→ **Goal of the exercise**: The expected result is the run of lines from the one containing "Shelf-audit tagging: put" to the end of the listing, copied exactly.

════════════════

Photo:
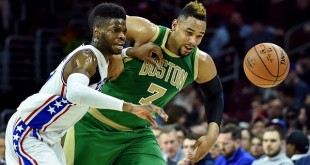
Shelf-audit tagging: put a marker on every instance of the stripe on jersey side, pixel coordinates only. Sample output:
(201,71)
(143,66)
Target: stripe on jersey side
(20,132)
(47,113)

════════════════

→ **Result of the exercise**:
Shelf-audit tagging: put a marker on every instance of the stripe on jersey side, pixel coordinates only. Sample output:
(201,71)
(143,66)
Target: stripe on jersey side
(20,132)
(47,113)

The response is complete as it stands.